(Task instructions):
- a) Answer these from the text on job cuts below:
(i) What does the text say continues to reshape the market?
(ii) What did customers of engineering CAD software companies stop doing ten years ago, according to Navaneeth V.?
(iii) What is Navaneeth V.'s job, and where?
- b) In the text on job cuts below, what possible drivers of the layoff spree are named?

(Excerpted text):
From hiring freezes to massive job cuts, as the last dust of the pandemic settles and new technologies emerge, it has been inferred that the nature of jobs will continue to evolve, and a lot of people will be thrown out as new skills spring up.
The challenge now is to make sure that we are ready for the future opportunities as the global economy gradually returns to the pre-covid era, and the force of automation and innovation continues to reshape the market.
Have we moved from the era of the ‘next big thing’ to the ‘last big thing’? More importantly, is the layoff spree driven by innovation, economic downturns, or a yet to be disclosed phenomena?
“Many Engineering CAD software companies had the same problem 10 years ago. Customers stopped buying or upgrading to new softwares, because existing softwares were good enough to get the job done. In response, they came up with this subscription license model, forcing the end users to upgrade each year, even though the end product that you get has almost no changes,” said Navaneeth V., a mechanical engineer at Mayekawa, New Zealand.

(Source information):

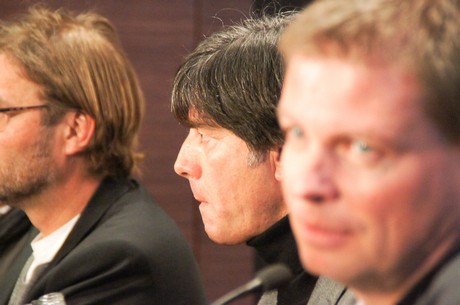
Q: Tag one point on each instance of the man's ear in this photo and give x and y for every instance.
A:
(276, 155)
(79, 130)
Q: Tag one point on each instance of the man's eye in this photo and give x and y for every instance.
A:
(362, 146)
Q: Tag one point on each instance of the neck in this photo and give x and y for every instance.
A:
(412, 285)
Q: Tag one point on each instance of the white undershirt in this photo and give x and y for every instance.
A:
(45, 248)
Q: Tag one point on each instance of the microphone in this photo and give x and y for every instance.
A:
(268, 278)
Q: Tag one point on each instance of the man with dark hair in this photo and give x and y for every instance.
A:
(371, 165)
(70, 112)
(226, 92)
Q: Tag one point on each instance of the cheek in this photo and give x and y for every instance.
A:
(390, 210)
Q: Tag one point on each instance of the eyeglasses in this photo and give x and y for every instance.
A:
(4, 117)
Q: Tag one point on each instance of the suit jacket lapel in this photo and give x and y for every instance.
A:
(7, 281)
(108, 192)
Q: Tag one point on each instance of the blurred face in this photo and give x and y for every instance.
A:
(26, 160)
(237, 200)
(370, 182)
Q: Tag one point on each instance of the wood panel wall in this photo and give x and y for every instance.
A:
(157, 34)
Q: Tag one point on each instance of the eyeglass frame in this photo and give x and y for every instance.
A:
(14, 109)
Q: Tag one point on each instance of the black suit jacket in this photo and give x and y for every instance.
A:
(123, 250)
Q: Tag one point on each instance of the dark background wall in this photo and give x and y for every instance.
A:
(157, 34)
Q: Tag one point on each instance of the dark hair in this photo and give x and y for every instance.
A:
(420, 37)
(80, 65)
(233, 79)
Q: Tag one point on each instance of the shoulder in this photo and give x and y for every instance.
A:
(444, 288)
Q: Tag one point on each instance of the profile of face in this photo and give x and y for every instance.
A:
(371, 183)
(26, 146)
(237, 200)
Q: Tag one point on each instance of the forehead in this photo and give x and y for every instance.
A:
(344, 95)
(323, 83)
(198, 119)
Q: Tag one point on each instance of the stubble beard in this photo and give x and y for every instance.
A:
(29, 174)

==

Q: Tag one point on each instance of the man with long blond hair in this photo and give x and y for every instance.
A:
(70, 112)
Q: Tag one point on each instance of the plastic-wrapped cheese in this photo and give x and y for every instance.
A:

(Your written answers):
- a)
(i) The force of automation and innovation.
(ii) They stopped buying or upgrading to new software, because existing software was good enough to get the job done.
(iii) He is a mechanical engineer at Mayekawa, New Zealand.

- b)
- Innovation
- Economic downturns
- A yet to be disclosed phenomena